───── RAW DATA ─────
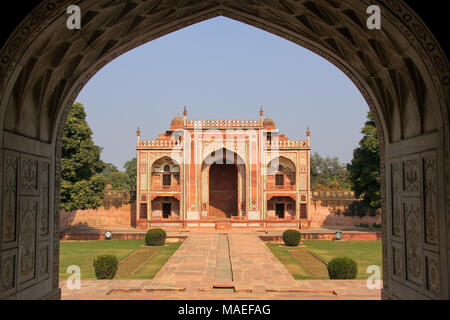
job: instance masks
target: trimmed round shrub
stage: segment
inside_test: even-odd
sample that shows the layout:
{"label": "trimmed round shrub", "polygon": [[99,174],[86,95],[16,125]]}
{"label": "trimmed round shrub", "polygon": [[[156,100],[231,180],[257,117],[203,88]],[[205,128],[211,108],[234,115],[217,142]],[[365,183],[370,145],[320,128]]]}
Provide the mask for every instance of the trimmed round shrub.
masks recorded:
{"label": "trimmed round shrub", "polygon": [[353,259],[343,257],[334,258],[327,265],[330,279],[356,279],[358,265]]}
{"label": "trimmed round shrub", "polygon": [[297,230],[286,230],[283,232],[283,241],[287,246],[296,247],[300,243],[301,234]]}
{"label": "trimmed round shrub", "polygon": [[97,279],[113,279],[119,262],[116,256],[101,255],[94,258],[95,276]]}
{"label": "trimmed round shrub", "polygon": [[166,242],[166,232],[163,229],[150,229],[145,234],[145,243],[148,246],[163,246]]}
─────
### [WHAT YOU ARE ASKED TO DO]
Please print the lines from the one containing "target: trimmed round shrub" through the last line of the material, exactly, and leave out all other lines.

### [TASK SOLUTION]
target: trimmed round shrub
stage: segment
inside_test: even-odd
sample that shows the layout:
{"label": "trimmed round shrub", "polygon": [[99,174],[86,95],[16,125]]}
{"label": "trimmed round shrub", "polygon": [[[156,100],[231,180],[257,117],[203,88]],[[205,128],[211,108],[234,115],[217,142]],[[365,183],[370,145],[320,128]]]}
Provide the mask for every instance of the trimmed round shrub.
masks recorded:
{"label": "trimmed round shrub", "polygon": [[353,259],[343,257],[334,258],[327,265],[330,279],[356,279],[358,265]]}
{"label": "trimmed round shrub", "polygon": [[297,230],[286,230],[283,232],[283,241],[287,246],[296,247],[300,243],[301,234]]}
{"label": "trimmed round shrub", "polygon": [[97,279],[113,279],[119,262],[116,256],[101,255],[94,258],[95,276]]}
{"label": "trimmed round shrub", "polygon": [[166,242],[166,232],[163,229],[150,229],[145,234],[145,243],[148,246],[163,246]]}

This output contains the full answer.